# Consignes de l'exercice:
**1.** D'après l'article sur les camions légers en Gaspésie, combien de ces véhicules la région comptait-elle en 2012 ?
**2.** Reprenez l'article sur les camions légers en Gaspésie à la suite de sa dernière phrase et poursuivez-en la rédaction.

# Extrait choisi:

######

Geneviève Gélinas, GRAFFICI, Gaspésie, décembre 2013
Alors même que les Gaspésiens remettent en question leur dépendance au pétrole, ils sont de plus en plus nombreux à conduire des camionnettes ou des véhicules utilitaires sport (VUS). Nécessité ou caprice ?
Les Gaspésiens ont toujours utilisé des camions légers, qu’ils soient débroussailleurs, pêcheurs ou chasseurs. Mais pendant que la population stagnait ces sept dernières années, le nombre de véhicules de ce type grimpait de 25 %. La consommation d’essence a suivi le même chemin dans la région : de 1 255 litres par habitant en 1997, elle est passée à 1 388 litres en 2010, soit une hausse de 10,6 %, indiquent des chiffres de la Régie de l’énergie.
Deux véhicules sont stationnés dans la cour de Michel Desjardins et Jacqueline Côté, qui habitent un quartier résidentiel du centre-ville de Gaspé : une camionnette Ford F-150 et une Mazda Tribute (un VUS). La camionnette est arrivée dans la vie de M. Desjardins en 2000, en même temps qu’une caravane, explique-t-il. « On s’était dit : à la retraite, on s’achète une fifth-wheel et on voyage. Avec la roulotte, la première question que tu te poses, c’est : “qu’est-ce que je prends pour tirer ça” ? » Quant à Mme Côté, elle a remplacé sa berline par un VUS il y a deux ans. « Notre rue monte en courbes. C’était surtout pour me rassurer en hiver », analyse-t-elle.
Il y avait 22 255 camions légers en Gaspésie en 2005. Leur nombre avait atteint 27 732 en 2012, soit 43 % des véhicules de promenade, selon la Société de l’assurance automobile du Québec. La Gaspésie compte maintenant presque un camion léger pour trois habitants, la plus haute proportion après la Côte-Nord et l’Abitibi-Témiscamingue. Conseiller depuis 19 ans chez Honda Gaspé, Marc Samuel est aux premières loges pour observer le phénomène. « Les gens pensent qu’ils ont besoin d’une traction intégrale pour la sécurité. […] Des fois, ils nous parlent de leur entrée de cour en côte. La personne est restée prise une fois, et ça lui prend un 4×4. » Pourtant, les routes ne se dégradent pas, admet M. Samuel. « Au contraire, c’était pire avant. Mais il n’y avait pas autant de VUS sur le marché. »

######

# Extraits des lignes:
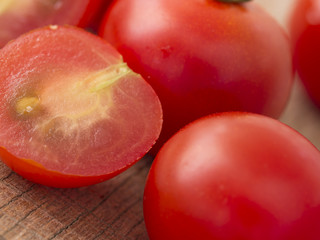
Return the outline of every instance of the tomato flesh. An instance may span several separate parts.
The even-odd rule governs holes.
[[[195,121],[156,156],[145,186],[151,240],[316,240],[320,152],[262,115]]]
[[[17,172],[22,159],[101,181],[140,159],[160,133],[153,89],[94,35],[35,30],[4,47],[0,61],[0,156]]]

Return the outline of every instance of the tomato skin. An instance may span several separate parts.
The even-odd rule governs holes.
[[[99,183],[141,159],[160,101],[107,42],[71,26],[33,30],[0,51],[0,159],[52,187]]]
[[[164,124],[153,150],[215,112],[278,117],[291,91],[288,37],[254,3],[116,0],[100,35],[161,100]]]
[[[5,0],[7,1],[7,0]],[[58,0],[20,1],[2,11],[0,5],[0,48],[32,29],[49,24],[74,25],[97,28],[97,21],[110,1],[106,0]],[[10,23],[10,24],[8,24]]]
[[[294,64],[314,104],[320,107],[320,6],[318,1],[300,0],[290,19]]]
[[[197,120],[156,156],[144,192],[151,240],[316,240],[320,153],[272,118]]]

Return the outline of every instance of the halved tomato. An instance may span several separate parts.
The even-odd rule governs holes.
[[[1,0],[0,47],[32,29],[49,24],[90,25],[104,0]],[[101,14],[101,13],[99,13]]]
[[[54,187],[101,182],[159,136],[153,89],[85,30],[34,30],[0,51],[0,65],[0,158],[27,179]]]

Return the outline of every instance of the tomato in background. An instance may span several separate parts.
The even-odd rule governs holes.
[[[1,0],[0,48],[32,29],[49,24],[95,27],[110,0]]]
[[[0,65],[0,158],[31,181],[102,182],[137,162],[160,134],[154,90],[85,30],[33,30],[0,50]]]
[[[197,120],[151,166],[143,202],[150,240],[318,240],[319,172],[320,152],[278,120]]]
[[[254,2],[115,0],[100,35],[160,98],[164,124],[153,152],[204,115],[278,117],[291,92],[288,37]]]
[[[320,2],[299,0],[291,15],[294,64],[312,101],[320,107]]]

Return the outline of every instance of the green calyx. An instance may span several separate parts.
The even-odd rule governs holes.
[[[249,2],[251,0],[217,0],[218,2],[223,3],[243,3],[243,2]]]

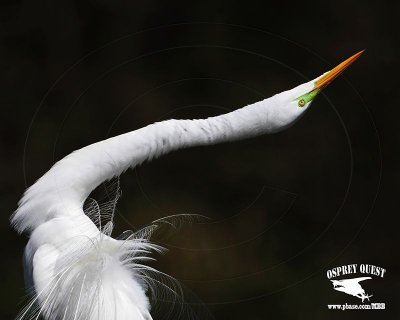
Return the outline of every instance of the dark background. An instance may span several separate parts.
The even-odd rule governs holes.
[[[69,152],[168,118],[217,115],[363,56],[289,130],[178,151],[126,173],[115,234],[175,213],[157,267],[216,319],[399,315],[398,2],[3,1],[0,318],[24,296],[24,189]],[[330,268],[367,263],[386,311],[334,291]]]

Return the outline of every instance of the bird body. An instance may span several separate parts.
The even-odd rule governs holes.
[[[339,65],[341,70],[360,54]],[[149,294],[155,280],[149,274],[157,271],[142,262],[163,249],[149,241],[150,232],[112,238],[112,218],[102,224],[100,210],[94,211],[99,217],[90,217],[83,209],[91,191],[129,168],[177,149],[284,130],[337,76],[332,78],[335,69],[227,114],[154,123],[58,161],[27,189],[11,219],[19,232],[30,236],[24,266],[33,300],[20,319],[32,314],[36,319],[152,319]]]

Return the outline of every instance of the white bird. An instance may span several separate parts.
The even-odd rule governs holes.
[[[162,248],[150,242],[150,229],[112,238],[112,216],[102,224],[104,212],[96,203],[85,214],[83,205],[91,191],[173,150],[288,128],[361,53],[312,81],[233,112],[154,123],[58,161],[26,190],[11,217],[13,227],[30,237],[24,268],[33,298],[19,319],[152,319],[149,297],[157,284],[169,284],[155,280],[153,275],[162,273],[144,261]]]

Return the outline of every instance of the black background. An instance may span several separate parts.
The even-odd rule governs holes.
[[[181,150],[126,173],[115,234],[176,213],[212,220],[163,240],[157,267],[216,319],[399,315],[399,5],[393,1],[5,1],[1,16],[1,319],[24,296],[25,187],[63,156],[168,118],[234,110],[366,48],[306,116],[275,135]],[[332,290],[367,263],[386,311]]]

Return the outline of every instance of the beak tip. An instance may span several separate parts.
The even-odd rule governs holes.
[[[365,49],[357,52],[356,54],[352,55],[347,60],[340,63],[338,66],[327,72],[324,76],[319,78],[315,83],[316,89],[322,89],[326,87],[329,83],[331,83],[339,74],[341,74],[348,66],[350,66],[355,60],[357,60],[363,53]]]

######

# Réponses dans l'ordre:
**1.** 27 732

**2.**
Chez Boulay Dodge Chrysler à Gaspé, les ventes de camionnettes (Dodge Ram) ont augmenté de 15 à 20 % dans les cinq ou sept dernières années, estime le concessionnaire André Boulay. « Les gens ont une tendance camping, plein air, dit-il. Les roulottes ont grossi et, en même temps, les voitures sont plus petites, avec moins de capacité de tire. »
Un concessionnaire qui préfère garder l’anonymat remarque aussi une tendance au « voisin gonflable », comme il l’appelle, soit un désir d’acquérir un véhicule aussi gros que celui du voisin. Le Conseil régional de l’environnement (CRÉGÎM) a mis le doigt sur nos travers dans son Plan d’action pour la réduction de notre dépendance au pétrole. « De par les moeurs, une grande part de l’utilisation de VUS, camionnettes, camions légers et grosses voitures dans la région ne l’est pas par nécessité», souligne ce plan publié récemment.
Les constructeurs automobiles font un marketing énergique pour promouvoir leurs véhicules, remarque Yanick Desbiens, du CRÉGÎM. « Il faut de la sensibilisation pour contrebalancer ce marketing, faire appel aux gens pour qu’ils reconnaissent s’ils en ont besoin ou pas. Il y a des arguments économiques et écologiques [en faveur de véhicules moins énergivores]. Ce sera ensuite aux gens de prendre leur décision. »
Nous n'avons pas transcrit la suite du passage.